| ASSIGNMENT |
Please transcribe all of the records precisely.
:::::
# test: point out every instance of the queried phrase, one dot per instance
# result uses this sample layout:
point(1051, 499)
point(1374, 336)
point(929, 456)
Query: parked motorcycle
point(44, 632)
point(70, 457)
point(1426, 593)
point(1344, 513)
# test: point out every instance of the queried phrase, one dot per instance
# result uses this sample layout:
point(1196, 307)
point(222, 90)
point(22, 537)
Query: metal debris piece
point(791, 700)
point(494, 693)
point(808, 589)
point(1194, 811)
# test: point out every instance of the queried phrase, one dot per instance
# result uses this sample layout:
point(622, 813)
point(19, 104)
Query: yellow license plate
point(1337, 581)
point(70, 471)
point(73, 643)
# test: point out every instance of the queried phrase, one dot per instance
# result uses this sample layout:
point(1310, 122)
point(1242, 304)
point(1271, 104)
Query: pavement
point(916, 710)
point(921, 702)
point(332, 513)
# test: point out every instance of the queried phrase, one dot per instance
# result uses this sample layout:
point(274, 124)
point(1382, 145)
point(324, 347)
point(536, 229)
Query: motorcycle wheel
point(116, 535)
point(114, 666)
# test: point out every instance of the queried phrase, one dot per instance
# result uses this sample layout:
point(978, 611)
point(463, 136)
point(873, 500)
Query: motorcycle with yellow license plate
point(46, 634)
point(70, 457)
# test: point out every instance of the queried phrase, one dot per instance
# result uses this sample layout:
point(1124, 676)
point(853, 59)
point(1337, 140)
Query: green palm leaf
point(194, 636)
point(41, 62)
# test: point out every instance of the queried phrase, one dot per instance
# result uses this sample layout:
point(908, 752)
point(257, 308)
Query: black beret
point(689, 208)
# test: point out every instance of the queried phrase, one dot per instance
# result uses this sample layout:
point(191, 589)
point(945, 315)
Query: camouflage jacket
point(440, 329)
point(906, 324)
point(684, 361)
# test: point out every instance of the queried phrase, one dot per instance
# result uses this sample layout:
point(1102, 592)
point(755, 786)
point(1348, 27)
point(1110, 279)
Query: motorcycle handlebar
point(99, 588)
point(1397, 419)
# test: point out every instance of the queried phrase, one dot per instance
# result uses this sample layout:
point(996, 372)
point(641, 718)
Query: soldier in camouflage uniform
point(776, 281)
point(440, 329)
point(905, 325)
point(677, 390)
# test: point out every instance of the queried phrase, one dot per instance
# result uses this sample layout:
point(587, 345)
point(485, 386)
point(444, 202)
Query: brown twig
:::::
| SOLUTION |
# test: point out every instance of the queried phrase, one dot per instance
# result uses this sample layout:
point(1051, 499)
point(1374, 336)
point(929, 456)
Query: parked motorcycle
point(44, 632)
point(70, 457)
point(1426, 593)
point(1344, 513)
# test: point out every instance of the queried phrase, one dot per instance
# result uses this sample layout:
point(1196, 307)
point(222, 90)
point(22, 537)
Query: metal debris piece
point(791, 700)
point(494, 693)
point(808, 589)
point(1194, 811)
# test: point out every instance of the queried phrase, one dot per instance
# result uses this sample layout:
point(622, 813)
point(19, 104)
Query: yellow license plate
point(1337, 581)
point(70, 471)
point(73, 643)
# test: point out every instance of the queried phrase, one dot per instance
# result uses this sample layout:
point(1310, 122)
point(1242, 304)
point(1271, 104)
Query: pavement
point(916, 710)
point(921, 702)
point(332, 513)
# test: point out every instance of the queried phrase, one dot per instance
# result uses this sample layout:
point(274, 124)
point(1382, 145)
point(324, 347)
point(536, 229)
Query: motorcycle wheel
point(116, 535)
point(114, 666)
# test: point out every instance of the queried phrase, one dot per instance
# result uses this sample layout:
point(978, 611)
point(463, 136)
point(873, 500)
Query: motorcycle with yellow license plate
point(46, 634)
point(70, 457)
# test: point out every instance of the queried phrase, one dot per instance
# result uses this sample layout:
point(1124, 676)
point(853, 59)
point(1337, 140)
Query: green palm leaf
point(194, 636)
point(41, 62)
# test: point out every instance of the queried phrase, one dot per instance
# result uses this sample layout:
point(908, 752)
point(257, 308)
Query: black beret
point(689, 208)
# test: point out every instance of the queried phrase, one dot per instance
# result uses this sample layout:
point(191, 589)
point(945, 315)
Query: camouflage jacket
point(440, 329)
point(906, 324)
point(684, 361)
# test: point out every instance of the queried phrase, one dot per instance
# result uses this sample layout:
point(1102, 592)
point(755, 786)
point(1348, 27)
point(1110, 279)
Query: motorcycle handlebar
point(99, 588)
point(1397, 419)
# test: point out every instance of the queried phrase, one dot per instance
# result uses this sample layout:
point(996, 372)
point(641, 718)
Query: soldier in camouflage uniform
point(776, 281)
point(440, 329)
point(905, 325)
point(677, 390)
# test: point out every instance of the queried phrase, one dot per instance
# result uses this sample layout:
point(587, 345)
point(485, 386)
point(444, 202)
Query: brown twig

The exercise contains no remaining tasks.